+++ TEXT BLOCK
Logistic and other regressions#
In this section we will implement some of the GLMs.
Task 21
Notice that we are importing one new item from numpyro.infer
this time: init_to_median
. Research what it is doing. What are the available alternatives?
import time
import os
import numpy as np
import jax
import jax.numpy as jnp
from jax import random
import numpyro
import numpyro.distributions as dist
from numpyro.infer import MCMC, NUTS, init_to_median
import matplotlib.pyplot as plt
import arviz as az
numpyro.set_platform("cpu")
numpyro.set_host_device_count(4)
rng_key = random.PRNGKey(67)
/opt/hostedtoolcache/Python/3.11.10/x64/lib/python3.11/site-packages/tqdm/auto.py:21: TqdmWarning: IProgress not found. Please update jupyter and ipywidgets. See https://ipywidgets.readthedocs.io/en/stable/user_install.html
from .autonotebook import tqdm as notebook_tqdm
Logistic regression: one dimensional version#
Let us simulate some data for Logistic regression and define a logistic regression model using Numpyro. We will need to choose priors for the intercept alpha
and for the coefficients beta
. We then will use the NUTS sampler to obtain posterior samples for alpha
and beta
from the Bayesian model. Finally, we will print the posterior means of the parameters.
# Generate synthetic data
np.random.seed(42)
X = np.random.randn(100, 1)
true_beta = jnp.array([ -2.0])
true_alpha = 0.5
logits = jnp.dot(X, true_beta) + true_alpha
probs = 1.0 / (1.0 + jnp.exp(-logits))
y = np.random.binomial(1, probs)
plt.scatter(X, y)
<matplotlib.collections.PathCollection at 0x7f3be0c68d50>
# Define the logistic regression model
def logistic_regression_model(X, y=None):
# dimesionality of X, i.e the number of features
num_features = X.shape[1]
# nummber of data points
num_data = X.shape[0]
# Priors
alpha = numpyro.sample('alpha', dist.Normal(0, 1))
beta = numpyro.sample('beta', dist.Normal(jnp.zeros(num_features), jnp.ones(num_features)))
# precompute logits, i.e. the linear predictor
logits = alpha + jnp.dot(X, beta)
# likelihood. Remember how to use plates?
with numpyro.plate('data', num_data):
numpyro.sample('obs', dist.Bernoulli(logits=logits), obs=y)
# Define the number of MCMC samples and the number of warmup steps
num_samples = 1000
num_warmup = 500
# Run NUTS sampler
nuts_kernel = NUTS(logistic_regression_model)
mcmc = MCMC(nuts_kernel, num_samples=num_samples, num_warmup=num_warmup, progress_bar=False)
mcmc.run(rng_key, X=X, y=y)
# Get posterior samples
samples = mcmc.get_samples()
# Print posterior statistics
print("Posterior mean of alpha:", jnp.mean(samples['alpha']))
#print("Posterior mean of beta:", jnp.mean(samples['beta'], axis=0))
++++++
## EXERCISES TO COMPLETE
**A)** Decide whether each statement below agrees with the logistic regression page. For each, answer yes or no and quote the deciding words from the page.
(i) The sampler is set to run 500 warmup steps.
(ii) The prior on alpha is a normal distribution with mean 0 and scale 1.
(iii) The synthetic dataset contains 200 data points.
**B)** In the logistic regression page, what number is passed to random.PRNGKey to create rng_key?
**C)** Continue the logistic regression page from its last line.
+++ MATERIAL SUPPLIED
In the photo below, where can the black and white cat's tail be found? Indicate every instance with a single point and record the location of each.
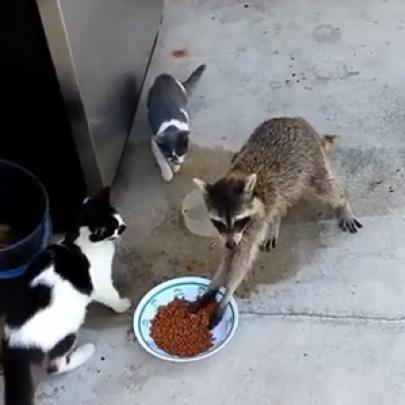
(190, 83)
(18, 385)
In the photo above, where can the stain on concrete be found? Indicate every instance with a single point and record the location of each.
(180, 53)
(327, 34)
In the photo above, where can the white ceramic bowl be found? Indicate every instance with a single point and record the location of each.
(188, 288)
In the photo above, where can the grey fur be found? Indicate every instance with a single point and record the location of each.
(289, 158)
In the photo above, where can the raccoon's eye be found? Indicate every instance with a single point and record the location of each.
(219, 225)
(241, 223)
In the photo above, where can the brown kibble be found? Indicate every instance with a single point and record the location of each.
(178, 331)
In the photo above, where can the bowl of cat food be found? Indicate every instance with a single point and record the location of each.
(166, 326)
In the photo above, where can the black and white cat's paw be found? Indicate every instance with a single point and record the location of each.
(122, 306)
(167, 174)
(176, 168)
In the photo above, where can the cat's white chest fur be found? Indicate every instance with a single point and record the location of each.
(100, 256)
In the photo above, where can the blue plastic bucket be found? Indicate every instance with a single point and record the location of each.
(24, 208)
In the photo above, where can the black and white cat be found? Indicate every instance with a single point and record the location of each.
(169, 120)
(59, 285)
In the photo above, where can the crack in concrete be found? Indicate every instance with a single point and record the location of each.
(335, 317)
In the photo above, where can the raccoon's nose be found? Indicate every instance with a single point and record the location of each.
(230, 244)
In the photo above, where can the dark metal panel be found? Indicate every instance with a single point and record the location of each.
(101, 50)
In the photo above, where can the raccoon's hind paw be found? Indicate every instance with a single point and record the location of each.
(350, 224)
(268, 245)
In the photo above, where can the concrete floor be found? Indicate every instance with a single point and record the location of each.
(323, 317)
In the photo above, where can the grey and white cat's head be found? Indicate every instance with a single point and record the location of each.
(173, 144)
(231, 205)
(98, 220)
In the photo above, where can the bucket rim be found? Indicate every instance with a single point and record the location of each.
(46, 212)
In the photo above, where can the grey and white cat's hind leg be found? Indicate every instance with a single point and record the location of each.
(65, 357)
(165, 169)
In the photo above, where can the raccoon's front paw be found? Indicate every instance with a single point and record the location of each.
(349, 223)
(122, 306)
(217, 316)
(270, 242)
(203, 301)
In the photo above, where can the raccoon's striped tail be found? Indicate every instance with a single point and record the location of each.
(328, 143)
(18, 386)
(190, 83)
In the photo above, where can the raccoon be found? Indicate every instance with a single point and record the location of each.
(283, 158)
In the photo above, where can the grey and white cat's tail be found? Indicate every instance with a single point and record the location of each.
(192, 80)
(18, 386)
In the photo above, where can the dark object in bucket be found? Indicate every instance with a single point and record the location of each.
(24, 219)
(6, 236)
(180, 332)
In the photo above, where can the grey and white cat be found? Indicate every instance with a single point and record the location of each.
(57, 288)
(169, 120)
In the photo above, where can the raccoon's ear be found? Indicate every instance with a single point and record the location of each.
(201, 184)
(250, 183)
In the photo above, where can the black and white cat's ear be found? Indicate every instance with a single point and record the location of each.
(250, 183)
(204, 186)
(184, 135)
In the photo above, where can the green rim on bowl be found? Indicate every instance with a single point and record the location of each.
(200, 285)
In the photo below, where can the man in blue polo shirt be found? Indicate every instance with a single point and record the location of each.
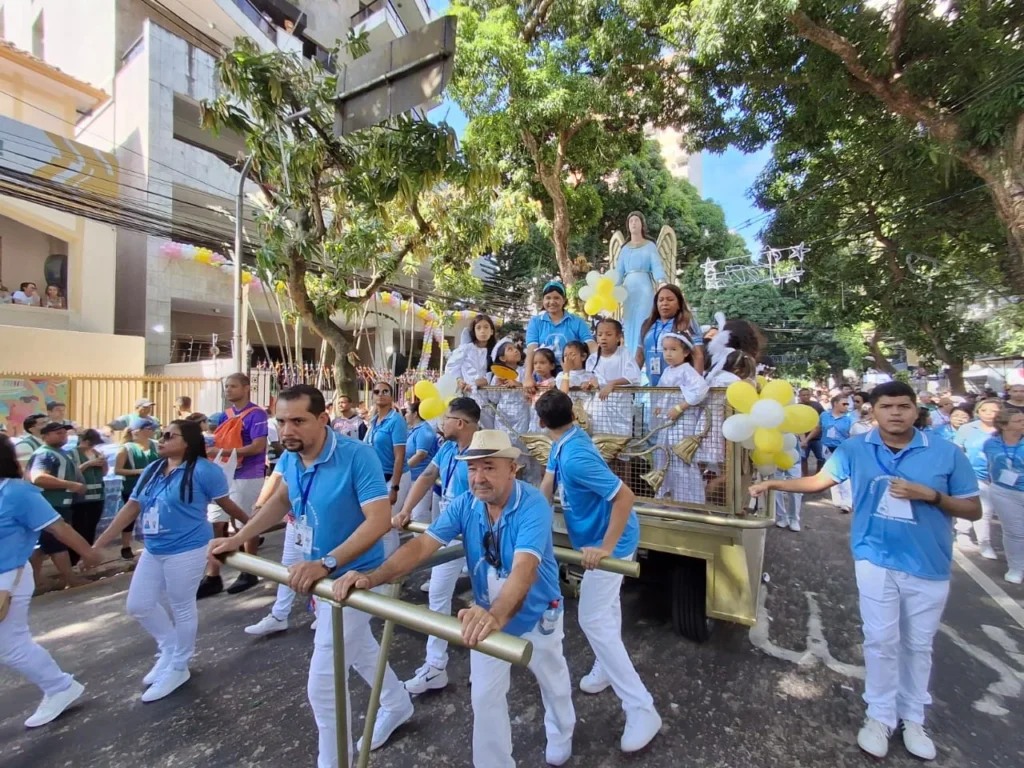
(335, 488)
(907, 488)
(505, 526)
(554, 328)
(600, 520)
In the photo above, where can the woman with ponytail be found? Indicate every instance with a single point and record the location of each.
(172, 495)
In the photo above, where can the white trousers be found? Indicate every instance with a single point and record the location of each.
(900, 614)
(286, 595)
(360, 653)
(982, 527)
(788, 506)
(1009, 506)
(489, 679)
(601, 620)
(168, 580)
(17, 649)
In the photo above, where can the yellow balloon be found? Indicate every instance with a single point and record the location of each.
(741, 395)
(778, 390)
(769, 440)
(800, 419)
(782, 461)
(426, 390)
(431, 408)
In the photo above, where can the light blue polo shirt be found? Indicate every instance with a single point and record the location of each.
(24, 513)
(1003, 458)
(545, 332)
(972, 438)
(840, 428)
(922, 547)
(182, 521)
(331, 493)
(384, 435)
(523, 526)
(422, 437)
(453, 475)
(588, 487)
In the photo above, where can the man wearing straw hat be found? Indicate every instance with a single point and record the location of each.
(505, 526)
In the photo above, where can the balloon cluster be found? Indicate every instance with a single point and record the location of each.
(601, 294)
(434, 397)
(184, 252)
(767, 423)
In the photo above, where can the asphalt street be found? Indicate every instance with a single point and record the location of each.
(786, 693)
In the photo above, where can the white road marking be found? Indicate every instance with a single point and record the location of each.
(1011, 606)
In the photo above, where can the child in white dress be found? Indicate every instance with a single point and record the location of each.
(612, 413)
(683, 482)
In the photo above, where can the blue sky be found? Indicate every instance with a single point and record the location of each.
(726, 177)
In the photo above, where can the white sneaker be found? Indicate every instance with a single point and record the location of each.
(558, 755)
(169, 682)
(387, 722)
(267, 626)
(51, 707)
(158, 669)
(916, 741)
(427, 678)
(873, 737)
(594, 681)
(641, 727)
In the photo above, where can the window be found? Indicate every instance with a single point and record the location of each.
(39, 38)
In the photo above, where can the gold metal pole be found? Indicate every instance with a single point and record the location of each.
(375, 691)
(340, 684)
(569, 556)
(501, 645)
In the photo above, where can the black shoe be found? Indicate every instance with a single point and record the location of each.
(244, 582)
(209, 587)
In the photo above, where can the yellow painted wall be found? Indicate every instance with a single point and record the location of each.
(40, 349)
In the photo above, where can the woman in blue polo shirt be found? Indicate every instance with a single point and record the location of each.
(554, 328)
(24, 513)
(172, 496)
(1006, 477)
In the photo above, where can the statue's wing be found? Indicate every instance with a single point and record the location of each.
(614, 247)
(668, 247)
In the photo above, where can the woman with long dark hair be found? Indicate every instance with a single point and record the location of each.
(24, 513)
(172, 495)
(670, 313)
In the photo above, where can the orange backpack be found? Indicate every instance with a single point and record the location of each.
(227, 436)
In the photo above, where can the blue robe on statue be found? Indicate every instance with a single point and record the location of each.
(640, 270)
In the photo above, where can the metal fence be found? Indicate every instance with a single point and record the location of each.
(682, 462)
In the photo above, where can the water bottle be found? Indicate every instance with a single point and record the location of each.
(550, 619)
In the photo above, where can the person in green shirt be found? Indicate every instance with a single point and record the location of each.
(54, 471)
(138, 452)
(88, 508)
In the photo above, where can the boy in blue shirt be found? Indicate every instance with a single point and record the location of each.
(334, 486)
(600, 520)
(907, 488)
(506, 528)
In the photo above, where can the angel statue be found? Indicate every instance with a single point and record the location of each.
(640, 266)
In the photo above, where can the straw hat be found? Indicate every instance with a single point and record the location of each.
(489, 443)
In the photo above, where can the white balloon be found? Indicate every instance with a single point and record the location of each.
(767, 414)
(738, 427)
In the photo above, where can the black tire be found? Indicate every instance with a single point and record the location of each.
(689, 617)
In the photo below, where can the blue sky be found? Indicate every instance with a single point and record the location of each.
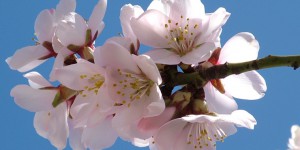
(274, 23)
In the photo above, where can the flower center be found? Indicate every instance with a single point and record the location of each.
(205, 135)
(181, 36)
(131, 87)
(94, 83)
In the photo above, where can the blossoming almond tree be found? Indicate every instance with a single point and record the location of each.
(294, 141)
(178, 95)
++++++
## ANSWER LIST
**A)**
(i) Yes: "num_warmup = 500"
(ii) Yes: "alpha = numpyro.sample('alpha', dist.Normal(0, 1))"
(iii) No: "X = np.random.randn(100, 1)"

**B)** 67

**C)**
# mean is not enough
mcmc.print_summary()
# plot posterior distribution and traceplots
data = az.from_numpyro(mcmc)
az.plot_trace(data, compact=True);
plt.tight_layout()
Posterior mean of alpha: 0.73502517
mean std median 5.0% 95.0% n_eff r_hat
alpha 0.74 0.26 0.73 0.33 1.17 557.81 1.01
beta[0] -2.09 0.40 -2.07 -2.70 -1.38 558.07 1.00
Number of divergences: 0
Writing a general function for MCMC inference flow#
Note that the Numpyro model which we wrote is generic with respect to dimentionality of X
(well done us!).
However, we have already repeated the same code several times. Let us wrap the inference flow into a function, and then apply to the case with two features and weights.
def run_mcmc(rng_key, # random key
model, # Numpyro model
args, # Dictionary of arguments
verbose=True # boolean for verbose MCMC
):
init_strategy = init_to_median(num_samples=10)
kernel = NUTS(model, init_strategy=init_strategy)
mcmc = MCMC(
kernel,
num_warmup=args["num_warmup"],
num_samples=args["num_mcmc_samples"],
num_chains=args["num_chains"],
thinning=args["thinning"],
progress_bar=False
)
start = time.time()
mcmc.run(rng_key, args)
t_elapsed = time.time() - start
if verbose:
mcmc.print_summary(exclude_deterministic=False)
else:
mcmc.print_summary()
print("\nMCMC elapsed time:", round(t_elapsed), "s")
# plot posterior distribution and traceplots
data = az.from_numpyro(mcmc)
az.plot_trace(data, compact=True)
plt.tight_layout()
return mcmc, mcmc.get_samples(), t_elapsed
As an input, rather than specofocally providing X
and y
, we will provide a dictionary args
with data, as well as other parameters for MCMC.
Logistic regression: two-dimensional version#
# Define the logistic regression model
def logistic_regression_model(args): # notice the `args`!
X = args["X"]
y = args["y"]
# dimesionality of X, i.e the number of features
num_features = X.shape[1]
# nummber of data points
num_data = X.shape[0]
# Priors
alpha = numpyro.sample('alpha', dist.Normal(0, 1))
beta = numpyro.sample('beta', dist.Normal(jnp.zeros(num_features), jnp.ones(num_features)))
# precompute logits, i.e. the linear predictor
logits = alpha + jnp.dot(X, beta)
# likelihood. Remember how to use plates?
with numpyro.plate('data', num_data):
numpyro.sample('obs', dist.Bernoulli(logits=logits), obs=y)
# Generate synthetic data
np.random.seed(42)
X = np.random.randn(100, 2)
true_beta = jnp.array([1.0, -2.0])
true_alpha = 0.5
logits = jnp.dot(X, true_beta) + true_alpha
probs = 1.0 / (1.0 + jnp.exp(-logits))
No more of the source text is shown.